# GIVEN INSTRUCTION 1
Reproduce verbatim the lines of the records starting at the line containing "Target: beige stucco" and ending at the line containing "[15, 167, 69, 407]".

# EXTRACTED TEXT
++++++++++++++++++++

I don't know if you are new to FBN but here are a few pointers:

More water the better, forget land. 
-just a small out cropping of wood or stone
-or even just floating plants that are sturdy enough to support their weight. I have sort of a flooded beach
floating plants are practically a must.
 like you said max temp 70 (JapaneseFBN withstand heat a little higher than that a little better than the ChineseFBN but not worth pushing your luck)
 chopped earth worms should be the staple diet for them. (from experience don't get red wigglers they let out this yellow stuff that supposedly tastes bad that makes the newts spit them right out, night crawlers are the way to go)
there is a caudate forum you should visit if you have more questions on a build and care for your FBN. PM me if you want to know the forum (I'm not sure if I can post it on here)

I'm including a few links to a care sheets to point you in the right direction.
C. Orientalis
Cynops pyrrhogaster


----------



## flyingSquirrel (Aug 22, 2011)

suztor said:


> HEH.. just realized this was an old post... oh well the more information the better
> 
> Just an extra 2 cents.
> 
> ...


Thank you for your help and info. I almost didn't see this because I had unsubscribed from this thread a long time ago, yet I happened to notice that a new post was made because I was browsing the newest posts section of the forum! I appreciate all the suggestions and info. I've had my FBN for probably 15+ years (it's been so long I simply can't even make a real estimate). I'd be interested in seeing a pic of your custom tank hood. I build a custom tank lid also, but I think I need to upgrade the fans (or at least add 2 more). See you around the forum!


----------



## suztor (Aug 14, 2011)

I need to get the pics off of the camera but I'll be sure to show you.


----------

++++++++++++++++++++

# RECORDS PROVIDED
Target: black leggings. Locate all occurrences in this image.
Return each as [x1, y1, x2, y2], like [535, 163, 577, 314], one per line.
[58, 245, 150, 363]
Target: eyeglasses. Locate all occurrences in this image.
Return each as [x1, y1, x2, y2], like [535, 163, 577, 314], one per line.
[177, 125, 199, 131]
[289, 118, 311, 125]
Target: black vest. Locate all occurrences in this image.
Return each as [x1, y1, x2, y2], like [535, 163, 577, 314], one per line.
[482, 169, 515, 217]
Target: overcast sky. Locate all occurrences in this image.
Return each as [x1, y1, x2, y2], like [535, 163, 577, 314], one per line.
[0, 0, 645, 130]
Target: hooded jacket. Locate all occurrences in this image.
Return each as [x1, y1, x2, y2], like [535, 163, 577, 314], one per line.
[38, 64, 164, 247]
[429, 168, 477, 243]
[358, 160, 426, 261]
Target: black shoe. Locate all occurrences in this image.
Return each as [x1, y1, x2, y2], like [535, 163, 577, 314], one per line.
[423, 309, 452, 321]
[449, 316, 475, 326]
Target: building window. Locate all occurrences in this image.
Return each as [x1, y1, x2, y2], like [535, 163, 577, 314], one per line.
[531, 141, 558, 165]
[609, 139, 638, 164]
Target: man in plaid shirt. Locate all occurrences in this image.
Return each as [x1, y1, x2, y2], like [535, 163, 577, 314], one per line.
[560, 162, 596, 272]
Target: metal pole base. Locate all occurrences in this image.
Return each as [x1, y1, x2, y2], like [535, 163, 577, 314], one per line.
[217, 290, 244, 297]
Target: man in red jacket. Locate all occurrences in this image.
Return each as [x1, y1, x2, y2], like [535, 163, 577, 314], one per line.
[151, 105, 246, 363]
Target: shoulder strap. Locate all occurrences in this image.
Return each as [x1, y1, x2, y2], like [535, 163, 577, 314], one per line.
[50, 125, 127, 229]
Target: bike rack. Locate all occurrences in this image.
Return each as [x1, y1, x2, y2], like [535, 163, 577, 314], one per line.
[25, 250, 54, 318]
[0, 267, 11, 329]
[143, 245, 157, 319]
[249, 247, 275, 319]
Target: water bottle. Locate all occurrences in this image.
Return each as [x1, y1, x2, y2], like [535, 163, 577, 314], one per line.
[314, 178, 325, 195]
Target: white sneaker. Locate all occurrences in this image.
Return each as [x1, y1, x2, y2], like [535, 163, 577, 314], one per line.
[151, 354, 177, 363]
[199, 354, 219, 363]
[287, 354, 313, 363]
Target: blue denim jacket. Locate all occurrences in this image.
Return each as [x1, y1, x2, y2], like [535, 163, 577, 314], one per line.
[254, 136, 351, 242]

++++++++++++++++++++

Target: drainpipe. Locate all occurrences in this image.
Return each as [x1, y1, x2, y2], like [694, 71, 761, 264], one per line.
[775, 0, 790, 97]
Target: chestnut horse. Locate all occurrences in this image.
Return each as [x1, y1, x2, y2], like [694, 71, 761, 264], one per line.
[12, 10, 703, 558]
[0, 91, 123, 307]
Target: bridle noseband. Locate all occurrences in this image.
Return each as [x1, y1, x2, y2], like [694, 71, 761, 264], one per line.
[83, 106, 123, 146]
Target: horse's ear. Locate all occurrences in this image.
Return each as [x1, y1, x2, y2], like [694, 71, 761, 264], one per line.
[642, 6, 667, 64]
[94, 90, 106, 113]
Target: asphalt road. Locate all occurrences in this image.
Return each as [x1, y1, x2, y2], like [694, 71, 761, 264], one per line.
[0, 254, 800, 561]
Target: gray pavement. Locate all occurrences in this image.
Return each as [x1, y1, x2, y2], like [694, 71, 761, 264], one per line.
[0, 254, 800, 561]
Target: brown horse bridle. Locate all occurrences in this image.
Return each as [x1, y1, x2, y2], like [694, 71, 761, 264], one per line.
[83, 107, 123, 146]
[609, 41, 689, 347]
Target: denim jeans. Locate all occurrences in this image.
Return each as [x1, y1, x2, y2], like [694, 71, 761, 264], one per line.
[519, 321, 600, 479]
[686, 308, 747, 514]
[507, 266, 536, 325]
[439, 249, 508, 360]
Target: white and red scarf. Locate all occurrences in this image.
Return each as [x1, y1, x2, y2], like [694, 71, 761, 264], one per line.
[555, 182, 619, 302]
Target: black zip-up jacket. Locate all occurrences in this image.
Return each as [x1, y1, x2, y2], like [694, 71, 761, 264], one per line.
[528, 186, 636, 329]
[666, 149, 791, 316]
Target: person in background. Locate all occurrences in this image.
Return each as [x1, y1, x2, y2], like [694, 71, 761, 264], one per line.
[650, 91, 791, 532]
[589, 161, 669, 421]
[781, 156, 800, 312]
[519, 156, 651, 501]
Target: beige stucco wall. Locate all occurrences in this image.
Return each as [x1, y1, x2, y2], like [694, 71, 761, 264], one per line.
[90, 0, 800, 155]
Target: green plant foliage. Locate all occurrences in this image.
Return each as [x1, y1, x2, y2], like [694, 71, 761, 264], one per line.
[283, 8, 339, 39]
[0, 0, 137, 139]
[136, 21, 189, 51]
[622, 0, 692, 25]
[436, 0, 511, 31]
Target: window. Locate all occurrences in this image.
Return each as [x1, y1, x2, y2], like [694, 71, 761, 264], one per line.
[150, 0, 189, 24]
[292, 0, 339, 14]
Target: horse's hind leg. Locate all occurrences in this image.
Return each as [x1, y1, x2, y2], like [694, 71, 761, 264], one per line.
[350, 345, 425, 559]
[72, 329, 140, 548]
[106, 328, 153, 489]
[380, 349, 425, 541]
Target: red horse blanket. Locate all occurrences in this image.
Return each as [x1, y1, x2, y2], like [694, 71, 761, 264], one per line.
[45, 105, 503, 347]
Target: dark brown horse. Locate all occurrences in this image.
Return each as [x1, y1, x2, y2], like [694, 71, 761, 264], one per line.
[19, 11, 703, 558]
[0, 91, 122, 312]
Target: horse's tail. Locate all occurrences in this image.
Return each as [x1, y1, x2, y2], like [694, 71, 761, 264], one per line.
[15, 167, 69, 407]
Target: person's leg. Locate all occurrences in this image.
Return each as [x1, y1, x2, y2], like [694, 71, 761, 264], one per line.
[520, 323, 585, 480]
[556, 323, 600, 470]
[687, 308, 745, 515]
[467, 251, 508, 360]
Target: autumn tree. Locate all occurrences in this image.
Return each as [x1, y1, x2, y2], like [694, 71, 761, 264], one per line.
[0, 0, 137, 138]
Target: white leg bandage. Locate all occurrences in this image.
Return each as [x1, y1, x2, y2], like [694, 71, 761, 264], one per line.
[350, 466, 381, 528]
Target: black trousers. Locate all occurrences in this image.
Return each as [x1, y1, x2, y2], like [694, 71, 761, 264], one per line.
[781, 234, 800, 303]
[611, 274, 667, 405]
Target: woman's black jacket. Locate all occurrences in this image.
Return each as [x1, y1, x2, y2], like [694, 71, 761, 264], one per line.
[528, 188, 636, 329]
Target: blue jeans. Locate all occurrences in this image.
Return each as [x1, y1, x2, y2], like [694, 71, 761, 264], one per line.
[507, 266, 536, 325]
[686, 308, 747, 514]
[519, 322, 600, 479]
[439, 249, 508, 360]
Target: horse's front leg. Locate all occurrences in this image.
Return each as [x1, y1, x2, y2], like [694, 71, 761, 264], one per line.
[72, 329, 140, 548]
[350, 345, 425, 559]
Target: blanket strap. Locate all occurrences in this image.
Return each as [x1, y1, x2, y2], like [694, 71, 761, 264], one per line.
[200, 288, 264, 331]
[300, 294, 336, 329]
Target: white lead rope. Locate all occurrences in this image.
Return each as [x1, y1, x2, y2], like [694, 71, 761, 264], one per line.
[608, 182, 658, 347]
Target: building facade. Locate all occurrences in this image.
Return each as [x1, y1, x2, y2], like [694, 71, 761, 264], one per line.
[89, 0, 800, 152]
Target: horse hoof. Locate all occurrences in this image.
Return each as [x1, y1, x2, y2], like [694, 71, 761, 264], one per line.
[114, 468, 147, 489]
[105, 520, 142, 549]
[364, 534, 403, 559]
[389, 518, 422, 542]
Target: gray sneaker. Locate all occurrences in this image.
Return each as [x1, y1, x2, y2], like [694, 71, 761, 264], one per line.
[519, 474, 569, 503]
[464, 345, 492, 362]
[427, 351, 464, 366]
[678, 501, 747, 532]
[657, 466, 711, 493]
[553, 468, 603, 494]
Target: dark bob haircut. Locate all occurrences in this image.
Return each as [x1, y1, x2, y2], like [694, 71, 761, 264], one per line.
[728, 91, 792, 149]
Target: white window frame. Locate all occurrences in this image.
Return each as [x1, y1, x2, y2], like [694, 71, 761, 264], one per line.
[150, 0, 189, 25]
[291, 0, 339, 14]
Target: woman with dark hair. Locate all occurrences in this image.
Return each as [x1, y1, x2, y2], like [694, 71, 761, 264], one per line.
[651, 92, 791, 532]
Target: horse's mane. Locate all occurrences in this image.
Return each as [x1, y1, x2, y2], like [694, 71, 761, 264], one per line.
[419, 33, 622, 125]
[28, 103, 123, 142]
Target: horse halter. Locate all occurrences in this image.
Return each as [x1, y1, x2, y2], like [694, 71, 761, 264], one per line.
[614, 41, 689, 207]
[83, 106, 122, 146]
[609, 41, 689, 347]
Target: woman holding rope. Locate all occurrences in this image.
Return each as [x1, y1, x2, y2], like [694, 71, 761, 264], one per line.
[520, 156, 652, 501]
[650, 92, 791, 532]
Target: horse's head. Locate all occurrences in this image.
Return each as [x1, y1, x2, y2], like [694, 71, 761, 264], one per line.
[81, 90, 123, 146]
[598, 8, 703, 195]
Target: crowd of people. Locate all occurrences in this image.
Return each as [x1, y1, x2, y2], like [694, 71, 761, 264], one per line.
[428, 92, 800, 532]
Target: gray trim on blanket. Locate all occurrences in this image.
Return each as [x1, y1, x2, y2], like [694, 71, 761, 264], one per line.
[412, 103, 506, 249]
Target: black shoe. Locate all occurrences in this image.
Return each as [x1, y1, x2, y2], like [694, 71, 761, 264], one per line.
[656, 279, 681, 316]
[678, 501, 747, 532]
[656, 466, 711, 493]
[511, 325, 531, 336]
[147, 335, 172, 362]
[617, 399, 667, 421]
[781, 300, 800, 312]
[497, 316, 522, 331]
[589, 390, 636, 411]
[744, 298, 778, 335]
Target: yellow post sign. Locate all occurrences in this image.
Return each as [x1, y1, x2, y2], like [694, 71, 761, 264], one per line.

++++++++++++++++++++

# GIVEN INSTRUCTION 2
Which kinds of worms does the forum thread mention?

# EXPECTED OUTPUT 1
Target: beige stucco wall. Locate all occurrences in this image.
Return each as [x1, y1, x2, y2], like [694, 71, 761, 264], one per line.
[90, 0, 800, 155]
Target: green plant foliage. Locate all occurrences in this image.
Return each as [x1, y1, x2, y2], like [694, 71, 761, 264], one per line.
[283, 8, 339, 39]
[0, 0, 137, 139]
[136, 21, 189, 51]
[622, 0, 692, 25]
[436, 0, 511, 31]
Target: window. Locate all occurrences in this image.
Return each as [x1, y1, x2, y2], like [694, 71, 761, 264], one per line.
[150, 0, 189, 24]
[292, 0, 339, 14]
Target: horse's hind leg. Locate all occurrences in this image.
Return each as [x1, y1, x2, y2], like [694, 71, 761, 264], one per line.
[350, 345, 425, 559]
[72, 329, 140, 548]
[106, 328, 153, 489]
[380, 349, 425, 541]
Target: red horse blanket. Locate all occurrences in this image.
Return each as [x1, y1, x2, y2], like [694, 71, 761, 264], one per line.
[45, 105, 503, 347]
Target: dark brown horse. Locate all occurrences in this image.
Return each as [x1, y1, x2, y2], like [694, 71, 761, 264], one per line.
[19, 11, 703, 558]
[0, 91, 122, 312]
Target: horse's tail. Locate all occurrences in this image.
Return each as [x1, y1, x2, y2], like [694, 71, 761, 264], one per line.
[15, 167, 69, 407]

# EXPECTED OUTPUT 2
- earth worms
- red wigglers
- night crawlers